(Exercise):
Reproduce the records below word for word, from the line with "Accessibility service: describe the location of player in white" to the line with "0,412 -> 268,612", including both of those lines.

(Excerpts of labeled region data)

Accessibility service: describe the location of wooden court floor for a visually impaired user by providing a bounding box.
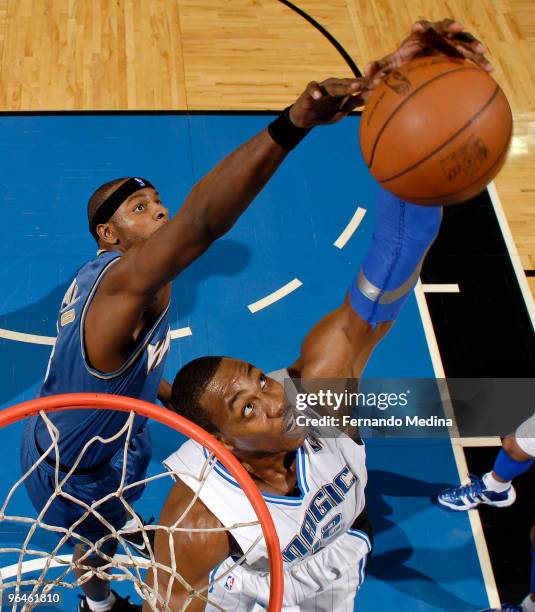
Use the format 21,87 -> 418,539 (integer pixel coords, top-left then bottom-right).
0,0 -> 535,284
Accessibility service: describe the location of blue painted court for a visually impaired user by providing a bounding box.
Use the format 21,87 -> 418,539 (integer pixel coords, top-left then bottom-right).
0,114 -> 488,612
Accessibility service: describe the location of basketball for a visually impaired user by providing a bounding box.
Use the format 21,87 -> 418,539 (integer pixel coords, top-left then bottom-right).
360,56 -> 513,205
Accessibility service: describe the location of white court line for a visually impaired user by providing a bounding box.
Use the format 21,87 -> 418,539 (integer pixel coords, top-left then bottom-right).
334,206 -> 366,249
0,555 -> 151,580
0,329 -> 56,346
0,327 -> 193,346
459,436 -> 502,448
414,281 -> 501,608
171,327 -> 193,340
422,283 -> 461,293
247,278 -> 303,314
487,182 -> 535,326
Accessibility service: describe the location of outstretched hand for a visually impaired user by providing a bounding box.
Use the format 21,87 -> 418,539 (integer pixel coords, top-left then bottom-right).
364,19 -> 493,83
290,78 -> 370,128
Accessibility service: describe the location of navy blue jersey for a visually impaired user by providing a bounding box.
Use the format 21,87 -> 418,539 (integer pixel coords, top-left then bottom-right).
26,251 -> 170,468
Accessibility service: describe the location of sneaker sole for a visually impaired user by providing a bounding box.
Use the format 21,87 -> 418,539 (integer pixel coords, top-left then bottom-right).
437,489 -> 516,512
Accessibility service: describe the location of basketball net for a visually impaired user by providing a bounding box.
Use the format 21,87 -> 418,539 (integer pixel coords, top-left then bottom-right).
0,394 -> 282,612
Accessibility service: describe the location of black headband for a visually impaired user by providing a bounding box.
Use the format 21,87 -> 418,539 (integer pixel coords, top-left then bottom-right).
89,178 -> 154,240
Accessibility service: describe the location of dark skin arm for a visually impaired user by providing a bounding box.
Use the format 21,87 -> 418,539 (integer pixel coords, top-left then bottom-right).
85,79 -> 365,372
289,19 -> 492,379
143,481 -> 231,612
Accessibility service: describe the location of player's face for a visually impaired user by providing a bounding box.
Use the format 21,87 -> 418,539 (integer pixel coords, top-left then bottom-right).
201,359 -> 304,453
111,187 -> 169,249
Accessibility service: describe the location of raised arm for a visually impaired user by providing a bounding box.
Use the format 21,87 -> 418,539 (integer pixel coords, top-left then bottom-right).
143,481 -> 230,612
85,79 -> 365,372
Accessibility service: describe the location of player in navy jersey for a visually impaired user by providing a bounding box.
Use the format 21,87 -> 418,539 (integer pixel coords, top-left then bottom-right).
21,20 -> 486,612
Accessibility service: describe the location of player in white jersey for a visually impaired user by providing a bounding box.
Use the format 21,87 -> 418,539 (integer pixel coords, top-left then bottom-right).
139,22 -> 494,612
144,178 -> 448,612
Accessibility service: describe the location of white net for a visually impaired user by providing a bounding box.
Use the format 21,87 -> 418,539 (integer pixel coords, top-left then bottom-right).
0,412 -> 268,612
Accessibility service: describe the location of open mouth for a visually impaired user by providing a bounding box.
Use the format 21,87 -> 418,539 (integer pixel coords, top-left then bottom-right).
283,407 -> 303,435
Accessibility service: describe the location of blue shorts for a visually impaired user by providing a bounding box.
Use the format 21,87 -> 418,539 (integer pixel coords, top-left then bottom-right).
20,420 -> 152,550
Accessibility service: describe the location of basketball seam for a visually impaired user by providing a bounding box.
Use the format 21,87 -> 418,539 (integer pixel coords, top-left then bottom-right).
398,113 -> 513,202
368,66 -> 481,171
377,85 -> 500,183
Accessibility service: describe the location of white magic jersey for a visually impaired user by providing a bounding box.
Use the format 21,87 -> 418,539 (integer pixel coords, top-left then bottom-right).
164,372 -> 371,611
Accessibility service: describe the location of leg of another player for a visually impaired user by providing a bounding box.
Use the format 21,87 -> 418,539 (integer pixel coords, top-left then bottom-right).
437,415 -> 535,510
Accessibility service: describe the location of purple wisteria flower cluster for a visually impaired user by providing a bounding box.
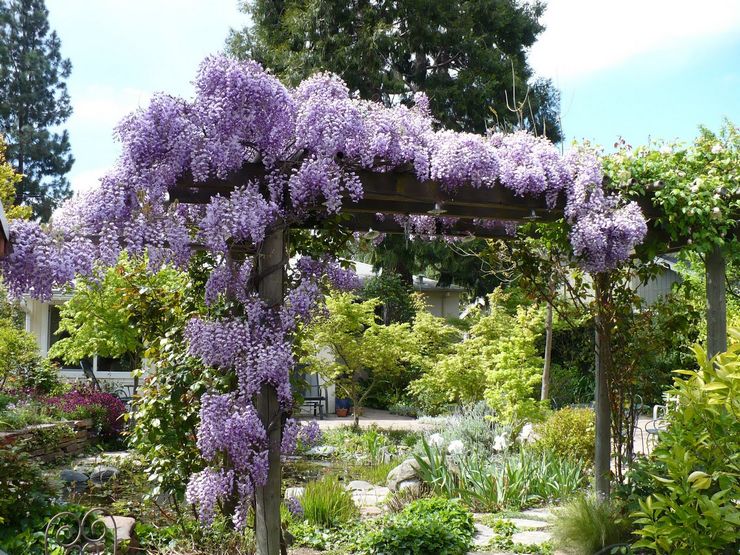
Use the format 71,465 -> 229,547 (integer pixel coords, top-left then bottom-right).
0,56 -> 646,523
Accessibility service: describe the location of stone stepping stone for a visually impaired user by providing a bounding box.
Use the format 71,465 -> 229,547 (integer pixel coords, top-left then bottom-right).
520,507 -> 555,520
347,480 -> 375,491
511,530 -> 552,545
473,522 -> 496,547
101,515 -> 139,547
506,518 -> 550,530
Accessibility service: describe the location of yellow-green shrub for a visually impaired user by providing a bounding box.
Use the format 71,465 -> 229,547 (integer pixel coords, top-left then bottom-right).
536,407 -> 596,464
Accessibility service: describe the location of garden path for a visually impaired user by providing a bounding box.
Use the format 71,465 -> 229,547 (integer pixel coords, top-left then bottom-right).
301,409 -> 433,432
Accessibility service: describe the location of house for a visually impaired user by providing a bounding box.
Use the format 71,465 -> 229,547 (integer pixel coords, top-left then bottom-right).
23,262 -> 463,413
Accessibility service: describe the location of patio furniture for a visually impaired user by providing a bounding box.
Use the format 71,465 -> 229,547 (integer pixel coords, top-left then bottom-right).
303,374 -> 329,420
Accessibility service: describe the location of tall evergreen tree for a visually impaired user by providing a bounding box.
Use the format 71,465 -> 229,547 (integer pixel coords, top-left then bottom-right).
229,0 -> 561,142
0,0 -> 74,219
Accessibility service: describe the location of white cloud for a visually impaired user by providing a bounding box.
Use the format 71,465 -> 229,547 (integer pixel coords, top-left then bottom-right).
529,0 -> 740,80
70,85 -> 152,129
69,166 -> 110,194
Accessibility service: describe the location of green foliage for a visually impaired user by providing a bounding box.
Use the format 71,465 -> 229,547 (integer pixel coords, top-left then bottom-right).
0,320 -> 40,389
604,121 -> 740,258
360,272 -> 416,324
536,407 -> 596,465
0,447 -> 54,528
409,290 -> 543,423
632,330 -> 740,554
302,293 -> 414,423
229,0 -> 560,141
0,135 -> 32,220
415,441 -> 588,511
0,0 -> 74,219
136,514 -> 255,555
362,498 -> 475,555
0,397 -> 54,431
553,494 -> 630,555
298,476 -> 359,528
49,253 -> 193,370
130,346 -> 211,499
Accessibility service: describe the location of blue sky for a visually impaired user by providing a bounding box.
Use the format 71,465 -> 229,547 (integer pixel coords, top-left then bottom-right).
47,0 -> 740,191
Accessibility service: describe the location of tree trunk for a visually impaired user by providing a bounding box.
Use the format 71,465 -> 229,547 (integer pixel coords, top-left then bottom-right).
254,229 -> 287,555
594,272 -> 612,499
540,287 -> 553,401
706,247 -> 727,358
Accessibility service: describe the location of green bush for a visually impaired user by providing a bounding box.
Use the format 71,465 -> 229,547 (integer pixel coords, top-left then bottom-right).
416,442 -> 588,511
362,497 -> 475,555
0,320 -> 40,389
632,330 -> 740,554
536,407 -> 596,465
0,447 -> 53,530
298,476 -> 358,528
553,495 -> 630,555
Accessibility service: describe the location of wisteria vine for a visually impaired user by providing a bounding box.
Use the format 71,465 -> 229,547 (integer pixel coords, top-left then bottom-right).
0,52 -> 646,525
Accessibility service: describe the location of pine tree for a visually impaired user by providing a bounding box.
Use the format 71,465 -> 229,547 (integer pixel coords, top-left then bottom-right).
229,0 -> 561,142
0,0 -> 74,219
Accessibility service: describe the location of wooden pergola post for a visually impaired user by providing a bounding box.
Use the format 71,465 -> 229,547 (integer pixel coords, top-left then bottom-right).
254,228 -> 288,555
594,272 -> 612,499
705,246 -> 727,358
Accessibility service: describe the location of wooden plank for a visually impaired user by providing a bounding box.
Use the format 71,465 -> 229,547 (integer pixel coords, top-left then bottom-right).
254,228 -> 287,555
705,247 -> 727,358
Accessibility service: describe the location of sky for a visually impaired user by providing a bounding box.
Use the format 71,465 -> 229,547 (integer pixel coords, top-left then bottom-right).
47,0 -> 740,195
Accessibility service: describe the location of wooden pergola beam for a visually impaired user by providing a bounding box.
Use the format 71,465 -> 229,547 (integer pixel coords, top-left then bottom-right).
169,163 -> 565,221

(Exercise solution):
Accessibility service: describe the location of player in white jersey for a visually impaired user by providing a bounding box.
Use the format 21,87 -> 418,539 (integer pixel coords, top-left then bottom-right).
139,22 -> 494,612
144,178 -> 448,612
Accessibility service: describe the location of white net for a visually impaired user by providing a bounding box.
Use the format 21,87 -> 418,539 (integer pixel coords, top-left then bottom-right).
0,412 -> 268,612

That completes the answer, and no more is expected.